++++ Supplied material ++++

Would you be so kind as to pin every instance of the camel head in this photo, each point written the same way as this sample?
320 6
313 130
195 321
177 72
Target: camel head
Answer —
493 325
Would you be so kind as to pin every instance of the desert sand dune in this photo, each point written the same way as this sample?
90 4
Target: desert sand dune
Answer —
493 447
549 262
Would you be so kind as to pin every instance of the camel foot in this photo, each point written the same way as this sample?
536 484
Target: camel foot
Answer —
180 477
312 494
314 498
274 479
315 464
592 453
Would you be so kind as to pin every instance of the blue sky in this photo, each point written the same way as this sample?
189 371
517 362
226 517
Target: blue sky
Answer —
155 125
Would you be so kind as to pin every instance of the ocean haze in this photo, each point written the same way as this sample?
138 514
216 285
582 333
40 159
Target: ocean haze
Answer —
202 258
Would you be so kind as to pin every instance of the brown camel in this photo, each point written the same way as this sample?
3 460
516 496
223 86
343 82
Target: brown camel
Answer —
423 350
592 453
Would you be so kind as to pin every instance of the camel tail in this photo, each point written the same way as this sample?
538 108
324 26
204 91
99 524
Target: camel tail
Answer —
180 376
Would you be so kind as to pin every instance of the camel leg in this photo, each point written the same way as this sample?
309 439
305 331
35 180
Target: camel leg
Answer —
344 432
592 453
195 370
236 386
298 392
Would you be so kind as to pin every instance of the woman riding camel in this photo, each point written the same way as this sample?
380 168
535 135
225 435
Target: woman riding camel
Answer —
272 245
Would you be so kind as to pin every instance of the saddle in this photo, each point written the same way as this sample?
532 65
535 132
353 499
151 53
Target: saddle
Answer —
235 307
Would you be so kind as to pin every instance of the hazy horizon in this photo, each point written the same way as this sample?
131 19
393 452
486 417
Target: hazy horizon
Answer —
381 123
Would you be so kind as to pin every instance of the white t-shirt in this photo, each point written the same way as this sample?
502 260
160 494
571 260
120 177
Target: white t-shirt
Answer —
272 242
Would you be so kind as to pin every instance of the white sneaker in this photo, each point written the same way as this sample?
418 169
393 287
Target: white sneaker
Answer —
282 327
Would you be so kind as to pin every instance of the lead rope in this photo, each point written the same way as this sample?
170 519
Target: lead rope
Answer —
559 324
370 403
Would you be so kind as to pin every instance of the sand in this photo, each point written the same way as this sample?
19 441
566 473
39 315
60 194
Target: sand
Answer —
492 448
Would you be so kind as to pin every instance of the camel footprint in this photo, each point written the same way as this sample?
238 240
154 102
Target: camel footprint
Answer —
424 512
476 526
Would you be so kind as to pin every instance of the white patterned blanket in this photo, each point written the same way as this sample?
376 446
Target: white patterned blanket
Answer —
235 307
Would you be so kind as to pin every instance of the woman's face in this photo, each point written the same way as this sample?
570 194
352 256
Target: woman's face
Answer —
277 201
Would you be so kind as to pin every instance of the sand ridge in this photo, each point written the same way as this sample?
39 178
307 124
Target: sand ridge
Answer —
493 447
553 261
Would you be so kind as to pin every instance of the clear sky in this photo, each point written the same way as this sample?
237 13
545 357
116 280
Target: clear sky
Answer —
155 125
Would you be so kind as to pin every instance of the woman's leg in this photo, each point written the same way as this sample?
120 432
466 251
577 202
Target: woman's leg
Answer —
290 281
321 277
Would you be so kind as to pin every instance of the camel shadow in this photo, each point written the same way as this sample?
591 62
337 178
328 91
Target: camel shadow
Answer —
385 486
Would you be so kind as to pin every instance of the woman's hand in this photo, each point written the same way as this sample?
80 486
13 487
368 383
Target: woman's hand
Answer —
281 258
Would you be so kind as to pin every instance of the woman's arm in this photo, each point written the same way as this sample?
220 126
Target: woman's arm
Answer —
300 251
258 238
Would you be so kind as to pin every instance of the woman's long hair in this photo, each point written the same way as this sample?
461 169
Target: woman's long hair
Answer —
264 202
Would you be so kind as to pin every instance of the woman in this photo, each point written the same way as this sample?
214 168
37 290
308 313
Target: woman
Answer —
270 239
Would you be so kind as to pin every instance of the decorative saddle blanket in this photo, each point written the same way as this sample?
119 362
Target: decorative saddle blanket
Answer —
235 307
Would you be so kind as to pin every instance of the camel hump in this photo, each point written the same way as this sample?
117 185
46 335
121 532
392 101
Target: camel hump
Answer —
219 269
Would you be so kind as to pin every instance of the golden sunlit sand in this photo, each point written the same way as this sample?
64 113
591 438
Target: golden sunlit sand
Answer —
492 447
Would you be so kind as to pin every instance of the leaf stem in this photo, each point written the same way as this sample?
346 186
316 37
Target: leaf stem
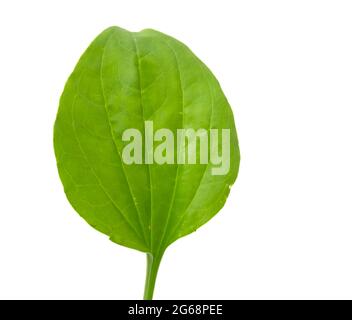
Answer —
153 263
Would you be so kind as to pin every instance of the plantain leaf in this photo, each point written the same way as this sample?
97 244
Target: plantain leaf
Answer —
146 81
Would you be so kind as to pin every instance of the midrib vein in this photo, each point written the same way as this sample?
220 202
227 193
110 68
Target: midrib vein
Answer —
143 118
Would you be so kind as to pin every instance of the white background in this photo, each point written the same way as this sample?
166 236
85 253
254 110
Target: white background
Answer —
286 229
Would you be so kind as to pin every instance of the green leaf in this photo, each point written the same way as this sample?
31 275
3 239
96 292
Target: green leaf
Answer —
121 81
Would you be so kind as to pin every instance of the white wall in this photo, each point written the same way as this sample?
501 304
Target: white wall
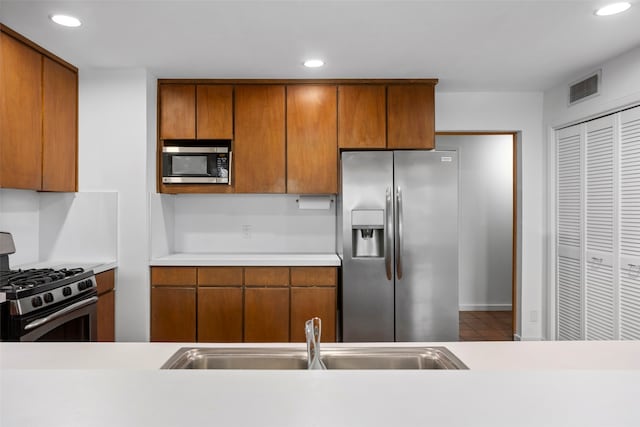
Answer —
114 126
485 219
481 111
56 228
252 223
19 215
620 88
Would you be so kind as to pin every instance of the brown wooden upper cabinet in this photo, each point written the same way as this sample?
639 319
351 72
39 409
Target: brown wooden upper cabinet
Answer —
410 116
362 116
60 124
189 111
38 117
259 144
312 147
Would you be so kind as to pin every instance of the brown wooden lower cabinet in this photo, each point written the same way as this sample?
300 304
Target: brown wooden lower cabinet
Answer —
266 315
173 314
105 308
105 311
220 314
236 304
311 302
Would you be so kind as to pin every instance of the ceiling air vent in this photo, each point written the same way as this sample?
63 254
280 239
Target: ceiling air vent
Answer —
585 88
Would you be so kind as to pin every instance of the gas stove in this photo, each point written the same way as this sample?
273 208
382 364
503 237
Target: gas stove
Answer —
45 304
33 289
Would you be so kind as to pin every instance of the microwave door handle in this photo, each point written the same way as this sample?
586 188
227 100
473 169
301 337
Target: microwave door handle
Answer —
230 166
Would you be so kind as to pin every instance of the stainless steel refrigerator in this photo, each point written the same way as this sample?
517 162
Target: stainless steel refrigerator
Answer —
400 246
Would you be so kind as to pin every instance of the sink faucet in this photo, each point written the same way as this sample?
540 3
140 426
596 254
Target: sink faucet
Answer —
312 329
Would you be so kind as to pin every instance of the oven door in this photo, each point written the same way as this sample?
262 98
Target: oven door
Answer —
75 321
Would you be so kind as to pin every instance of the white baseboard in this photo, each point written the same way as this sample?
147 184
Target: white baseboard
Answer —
485 307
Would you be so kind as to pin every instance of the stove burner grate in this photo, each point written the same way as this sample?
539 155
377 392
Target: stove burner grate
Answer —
16 280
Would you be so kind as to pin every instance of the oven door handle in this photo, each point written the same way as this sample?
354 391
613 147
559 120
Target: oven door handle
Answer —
62 312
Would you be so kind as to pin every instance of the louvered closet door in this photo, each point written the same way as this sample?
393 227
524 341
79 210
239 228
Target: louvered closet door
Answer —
600 307
569 219
630 224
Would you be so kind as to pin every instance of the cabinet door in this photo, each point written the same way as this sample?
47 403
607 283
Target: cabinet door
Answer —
220 314
20 115
265 315
177 111
259 145
214 109
410 116
106 306
312 146
60 128
105 311
362 116
311 302
173 314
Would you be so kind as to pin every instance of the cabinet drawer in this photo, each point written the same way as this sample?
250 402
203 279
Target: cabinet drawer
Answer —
266 276
105 281
313 276
220 276
173 276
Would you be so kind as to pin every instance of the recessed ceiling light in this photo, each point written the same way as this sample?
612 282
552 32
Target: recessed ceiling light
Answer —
66 20
313 63
612 9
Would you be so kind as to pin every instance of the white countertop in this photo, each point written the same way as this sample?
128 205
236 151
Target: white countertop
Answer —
509 383
247 259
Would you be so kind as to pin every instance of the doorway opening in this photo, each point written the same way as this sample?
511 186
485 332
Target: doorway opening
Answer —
487 232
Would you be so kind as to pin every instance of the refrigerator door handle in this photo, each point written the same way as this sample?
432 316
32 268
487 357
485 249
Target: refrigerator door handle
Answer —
388 234
399 233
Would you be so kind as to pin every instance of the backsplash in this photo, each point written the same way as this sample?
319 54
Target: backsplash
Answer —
19 215
246 223
59 226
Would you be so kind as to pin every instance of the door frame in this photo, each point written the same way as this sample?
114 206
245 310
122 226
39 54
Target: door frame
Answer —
515 309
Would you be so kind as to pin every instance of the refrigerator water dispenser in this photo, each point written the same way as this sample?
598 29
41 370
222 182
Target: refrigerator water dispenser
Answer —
367 232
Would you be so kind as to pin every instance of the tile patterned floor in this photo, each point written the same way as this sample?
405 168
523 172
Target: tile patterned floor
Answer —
486 326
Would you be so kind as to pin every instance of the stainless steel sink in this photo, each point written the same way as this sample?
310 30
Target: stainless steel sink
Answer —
333 358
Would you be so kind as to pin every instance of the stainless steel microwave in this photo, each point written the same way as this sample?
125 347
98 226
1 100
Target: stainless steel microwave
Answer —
196 165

++++

What is asked:
Reproduce only the lines running from the one with "the white countertop" through the final line of the listing above, both ends included.

Solved problem:
Would you be so kind as to pin every instance of the white countertop in this photo, each point written the same way as this sample?
128 205
236 151
Target: white countertop
Answer —
509 383
247 259
Would you be so kind as to pin every instance of the doorway opening in this photo, each point written the same way as this sample?
511 186
485 332
Target: doorway opening
Answer —
487 232
Would you be so kind as to pin every instance of the refrigerator door handle in this photo, each point written the same way as this sample?
432 316
32 268
487 357
485 249
Target: refrigerator door handle
Answer —
388 234
399 233
Would you be so kind as to pin every instance of the backsplash in this photo, each point written the same way as this sample?
319 54
Target: backsplash
Answer —
19 215
246 223
59 226
Would you be so kind as to pin every instance of the door frame in this photo, each point written the same way as this sample?
114 206
245 310
122 226
39 54
Target: door frame
Answer —
515 309
Would you be so kind as to pin every instance of the refrigerator water dispenser in this photo, each point written the same way as this sample?
598 29
41 370
222 182
Target: refrigerator water dispenser
Answer —
367 232
Would you be so kind as to pin every instance of the tile patterned floor in this photo, each point written the same way as this sample?
405 168
523 172
Target: tile patterned floor
Answer —
486 326
Would you be so kind as to pin every instance of the stainless steel sink in this photo, each point written the same way as this sample?
310 30
Target: stainless steel sink
Answer —
333 358
Would you be so kind as to pin every instance of the stainless steel microwave in this photo, each point written the same way as this sample?
125 347
98 226
1 100
Target: stainless steel microwave
Answer —
196 165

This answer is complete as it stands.